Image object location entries
☆ ☆ ☆ ☆ ☆

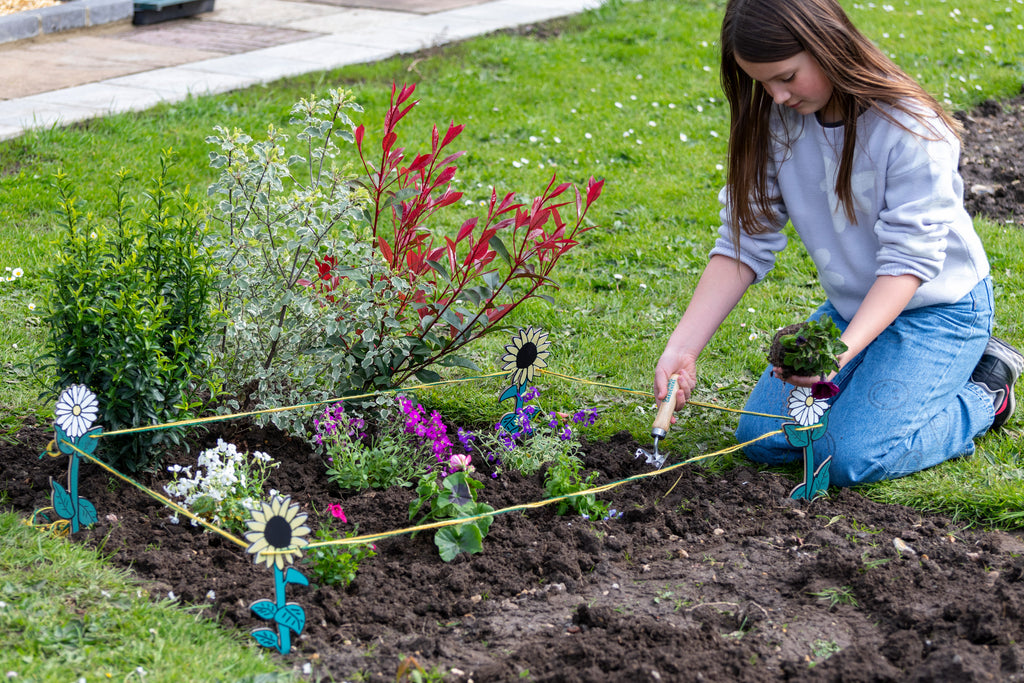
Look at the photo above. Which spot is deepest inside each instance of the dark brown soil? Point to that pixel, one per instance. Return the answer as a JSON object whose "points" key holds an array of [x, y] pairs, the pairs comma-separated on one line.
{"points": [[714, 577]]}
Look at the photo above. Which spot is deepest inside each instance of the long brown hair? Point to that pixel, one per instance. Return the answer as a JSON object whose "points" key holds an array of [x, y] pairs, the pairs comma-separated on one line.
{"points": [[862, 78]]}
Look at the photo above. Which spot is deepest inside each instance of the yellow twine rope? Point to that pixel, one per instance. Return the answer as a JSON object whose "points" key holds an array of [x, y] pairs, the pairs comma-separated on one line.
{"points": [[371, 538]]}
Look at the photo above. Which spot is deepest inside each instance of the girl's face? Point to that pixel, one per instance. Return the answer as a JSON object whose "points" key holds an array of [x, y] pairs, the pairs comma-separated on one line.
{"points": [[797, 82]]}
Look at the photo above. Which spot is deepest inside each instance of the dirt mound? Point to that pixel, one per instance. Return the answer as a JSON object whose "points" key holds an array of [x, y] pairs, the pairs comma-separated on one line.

☆ ☆ ☆ ☆ ☆

* Task to complete: Starting with the line that contains "of the girl's" and going on through the end of the items, rewrite those lines as a numbered list, leaving out any blank lines.

* Solution for this problem:
1. Look at the photo above. Which spot is deepest inside each instance of the girl's face? Point to that pixel, one per instance. Return the answer as a JSON object whose "points" key holds an array of [x, y] pairs, the pairs comma-separated on one line.
2. {"points": [[797, 82]]}
3. Look at the photo above. Which spot is deepest inside each instance of the dirt mound? Point to that pixel, one per instance. Return the answer as a JSON object whose "points" key holds an array of [x, y] pairs, the pairs comma-separated on one line.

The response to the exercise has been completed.